* EXERCISE INSTRUCTIONS
Below are some records; print every one of them exactly.

[Dataset entries]
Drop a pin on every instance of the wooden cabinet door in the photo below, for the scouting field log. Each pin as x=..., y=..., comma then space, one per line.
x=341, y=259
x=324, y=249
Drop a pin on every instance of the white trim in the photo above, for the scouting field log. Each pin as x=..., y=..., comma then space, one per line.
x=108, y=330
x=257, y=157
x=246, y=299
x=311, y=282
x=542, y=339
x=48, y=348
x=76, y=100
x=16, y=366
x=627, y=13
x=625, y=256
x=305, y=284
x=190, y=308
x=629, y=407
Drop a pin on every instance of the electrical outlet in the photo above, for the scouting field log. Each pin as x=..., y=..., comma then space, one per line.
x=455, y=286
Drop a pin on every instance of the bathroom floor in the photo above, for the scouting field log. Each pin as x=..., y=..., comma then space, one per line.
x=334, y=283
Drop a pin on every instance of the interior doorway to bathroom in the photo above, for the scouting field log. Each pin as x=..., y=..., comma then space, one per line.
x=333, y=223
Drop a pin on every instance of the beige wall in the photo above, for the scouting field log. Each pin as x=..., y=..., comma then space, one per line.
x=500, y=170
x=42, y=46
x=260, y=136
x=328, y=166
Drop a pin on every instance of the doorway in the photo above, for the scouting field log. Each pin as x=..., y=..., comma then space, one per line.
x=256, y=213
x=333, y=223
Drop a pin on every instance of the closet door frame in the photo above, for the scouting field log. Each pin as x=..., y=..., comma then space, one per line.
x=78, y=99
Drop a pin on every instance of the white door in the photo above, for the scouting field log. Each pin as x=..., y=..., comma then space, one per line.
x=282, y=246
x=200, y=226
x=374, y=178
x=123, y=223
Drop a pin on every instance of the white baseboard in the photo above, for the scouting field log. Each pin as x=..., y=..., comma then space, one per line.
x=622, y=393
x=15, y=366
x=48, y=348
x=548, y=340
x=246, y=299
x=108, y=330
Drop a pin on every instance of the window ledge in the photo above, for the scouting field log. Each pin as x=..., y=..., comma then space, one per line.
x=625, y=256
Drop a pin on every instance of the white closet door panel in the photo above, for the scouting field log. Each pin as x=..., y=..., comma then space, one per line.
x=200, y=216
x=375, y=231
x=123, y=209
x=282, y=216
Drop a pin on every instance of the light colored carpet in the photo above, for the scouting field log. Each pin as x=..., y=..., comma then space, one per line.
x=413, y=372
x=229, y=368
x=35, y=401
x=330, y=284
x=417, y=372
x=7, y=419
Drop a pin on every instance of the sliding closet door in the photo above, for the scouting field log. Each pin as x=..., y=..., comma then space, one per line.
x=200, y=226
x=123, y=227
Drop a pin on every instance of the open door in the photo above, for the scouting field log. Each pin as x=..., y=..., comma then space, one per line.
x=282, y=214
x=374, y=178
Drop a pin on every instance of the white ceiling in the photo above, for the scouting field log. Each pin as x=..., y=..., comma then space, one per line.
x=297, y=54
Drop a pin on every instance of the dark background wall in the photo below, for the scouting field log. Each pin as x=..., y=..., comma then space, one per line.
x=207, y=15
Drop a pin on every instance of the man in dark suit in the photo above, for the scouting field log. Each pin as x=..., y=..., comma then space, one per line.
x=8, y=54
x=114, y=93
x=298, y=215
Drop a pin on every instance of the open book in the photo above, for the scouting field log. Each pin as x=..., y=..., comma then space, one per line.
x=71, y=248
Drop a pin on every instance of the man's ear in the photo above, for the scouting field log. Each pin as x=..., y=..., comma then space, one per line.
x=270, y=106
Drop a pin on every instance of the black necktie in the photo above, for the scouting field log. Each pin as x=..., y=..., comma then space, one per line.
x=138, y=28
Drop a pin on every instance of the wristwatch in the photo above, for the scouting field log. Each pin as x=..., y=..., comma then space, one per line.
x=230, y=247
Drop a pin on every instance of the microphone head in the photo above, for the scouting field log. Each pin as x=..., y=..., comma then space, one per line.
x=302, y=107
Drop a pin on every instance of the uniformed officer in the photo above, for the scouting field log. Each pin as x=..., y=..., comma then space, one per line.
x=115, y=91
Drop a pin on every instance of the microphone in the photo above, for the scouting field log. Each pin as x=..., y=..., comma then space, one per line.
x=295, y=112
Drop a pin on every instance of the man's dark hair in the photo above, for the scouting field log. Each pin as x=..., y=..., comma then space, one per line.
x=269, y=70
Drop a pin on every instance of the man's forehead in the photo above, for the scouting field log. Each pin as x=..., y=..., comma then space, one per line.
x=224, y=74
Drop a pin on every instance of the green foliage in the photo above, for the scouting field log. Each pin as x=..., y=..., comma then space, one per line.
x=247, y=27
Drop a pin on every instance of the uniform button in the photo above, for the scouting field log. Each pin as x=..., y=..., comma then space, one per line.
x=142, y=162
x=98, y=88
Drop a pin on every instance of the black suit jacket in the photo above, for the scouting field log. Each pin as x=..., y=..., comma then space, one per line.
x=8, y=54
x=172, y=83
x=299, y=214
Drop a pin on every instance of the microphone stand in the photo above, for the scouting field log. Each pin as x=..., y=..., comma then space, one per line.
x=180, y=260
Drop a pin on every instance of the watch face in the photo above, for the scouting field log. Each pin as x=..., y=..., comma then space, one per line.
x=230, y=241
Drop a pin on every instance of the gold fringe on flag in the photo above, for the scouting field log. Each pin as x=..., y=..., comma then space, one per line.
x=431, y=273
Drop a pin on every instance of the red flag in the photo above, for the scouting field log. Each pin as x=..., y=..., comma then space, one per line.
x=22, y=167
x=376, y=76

* TASK RESULT
Drop a pin on every instance of the wooden cabinet door in the photo below, for the scouting field log. Each pin as x=..., y=..., comma then space, one per line.
x=341, y=259
x=324, y=249
Drop a pin on every instance of the white trim in the photo above, for the scouting field log. Each pin as x=..., y=..., comma then space, one per line.
x=108, y=330
x=257, y=157
x=246, y=299
x=311, y=282
x=542, y=339
x=48, y=348
x=76, y=100
x=16, y=366
x=627, y=13
x=625, y=256
x=305, y=284
x=190, y=308
x=629, y=407
Drop a pin on every instance of the electrical outlet in the photo above, for the scouting field log. Each pin as x=..., y=..., comma then space, one per line.
x=455, y=286
Drop a pin on every instance of the bathroom floor in the photo above, for the scouting field log. Each pin as x=..., y=..., comma then space, one per line.
x=334, y=283
Drop a pin on every instance of the interior doorway to bathroom in the photo above, for the scouting field log. Each pin as x=..., y=..., comma then space, one per line.
x=333, y=223
Drop a pin on every instance of the beige wall in the photo above, for the scouting field log. Each pin as x=..., y=..., comma then space, one per line.
x=500, y=170
x=42, y=46
x=260, y=136
x=328, y=166
Drop a pin on every instance of the doorway in the photo above, for the scouting field log. Each pin as x=..., y=..., comma then space, one per line.
x=256, y=213
x=333, y=223
Drop a pin on every instance of the closet door frame in the photo above, for the scouting field log. Each pin as x=..., y=..., comma then space, one per line.
x=78, y=99
Drop a pin on every instance of the white door in the photo above, for the scouting field log. Each pin as x=..., y=..., comma then space, one per line.
x=282, y=246
x=200, y=226
x=374, y=178
x=123, y=223
Drop a pin on every instance of the white baseboard in the photo above, for the scouting field log. Each pin as x=..., y=..., comma then space, one per line.
x=622, y=393
x=15, y=366
x=48, y=348
x=548, y=340
x=246, y=299
x=108, y=330
Drop a pin on every instance of the window ledge in the photo above, for the scouting field log. Each pin as x=..., y=..., comma then space, one per line.
x=625, y=256
Drop a pin on every instance of the white closet door panel in the photo above, for the scouting field log. Each pin as x=..., y=..., comma then space, one per line.
x=200, y=216
x=375, y=231
x=123, y=209
x=282, y=216
Drop a pin on every instance of the light colored carpet in the photo above, for the scouting field log. Each pin as x=..., y=..., comma then space, one per line.
x=413, y=372
x=229, y=368
x=35, y=401
x=330, y=284
x=417, y=372
x=7, y=419
Drop a pin on every instance of the sliding closet door in the photo above, for the scouting field log. Each pin as x=..., y=..., comma then space, one per line.
x=200, y=226
x=123, y=227
Drop a pin on every instance of the open door in the photo above, for the scouting field log. Each pin as x=..., y=..., comma then space, one per line.
x=282, y=214
x=374, y=178
Drop a pin on every instance of the white ceiling in the photo above, for the scouting field log. Each pin as x=..., y=..., comma then space, one per line.
x=297, y=54
Drop a pin on every instance of the dark background wall in the photo below, for the scouting field log. Each pin as x=..., y=..., comma then space, one per line.
x=207, y=15
Drop a pin on every instance of the man in dark suit in the photo above, for the scouting field log. Each pin as x=..., y=..., comma then space, one per line.
x=8, y=54
x=114, y=93
x=298, y=215
Drop a pin on every instance of the open book in the photo above, for the scouting field log. Each pin as x=..., y=..., comma then space, one per line.
x=71, y=248
Drop a pin on every instance of the man's ear in the photo above, for the scouting field log. Each pin as x=..., y=..., comma then space, one per line.
x=270, y=106
Drop a pin on every instance of the black necktie in the photo above, for the scouting field log. Each pin as x=..., y=..., comma then space, one per line.
x=138, y=28
Drop a pin on every instance of the wristwatch in the photo above, for the scouting field log. Each pin as x=..., y=..., comma then space, one per line.
x=230, y=247
Drop a pin on every instance of the microphone head in the photo above, for the scouting field log. Each pin as x=..., y=..., comma then space, one per line.
x=302, y=107
Drop a pin on every instance of the uniformed officer in the photo above, for the scouting field log. Each pin as x=..., y=..., comma then space, one per line.
x=115, y=91
Drop a pin on every instance of the microphone in the photo above, for the scouting field log. Each pin as x=..., y=..., comma then space, one per line.
x=295, y=112
Drop a pin on every instance of the man's dark hair in the photo above, for the scouting field log. Each pin as x=..., y=..., comma then space, one per line.
x=269, y=70
Drop a pin on every instance of the man's forehead in the photo above, for the scouting field log. Each pin as x=..., y=..., comma then space, one per line.
x=224, y=74
Drop a pin on every instance of the green foliage in the photo above, for the scouting field log. Each pin as x=..., y=..., comma then space, one per line.
x=247, y=27
Drop a pin on every instance of the uniform button in the photo above, for the scouting field log. Each pin as x=..., y=..., comma then space, one per line.
x=142, y=162
x=98, y=88
Drop a pin on every instance of the black suit jacket in the photo above, for the scouting field log. Each pin as x=..., y=..., comma then space, one per line.
x=8, y=54
x=172, y=83
x=299, y=214
Drop a pin on every instance of the microphone stand in the photo above, for the scouting field log. Each pin as x=..., y=..., comma then space, one per line.
x=180, y=260
Drop a pin on every instance of the watch face in the photo above, for the scouting field log. Each pin as x=..., y=..., comma then space, one per line.
x=230, y=241
Drop a pin on every instance of the gold fringe on flag in the photo above, for the scouting field log. Each pin as x=..., y=..., comma then space, one per line.
x=431, y=273
Drop a pin on every instance of the red flag in the photo above, for the scouting field log. Each pin as x=..., y=..., comma then space, one per line.
x=22, y=167
x=376, y=76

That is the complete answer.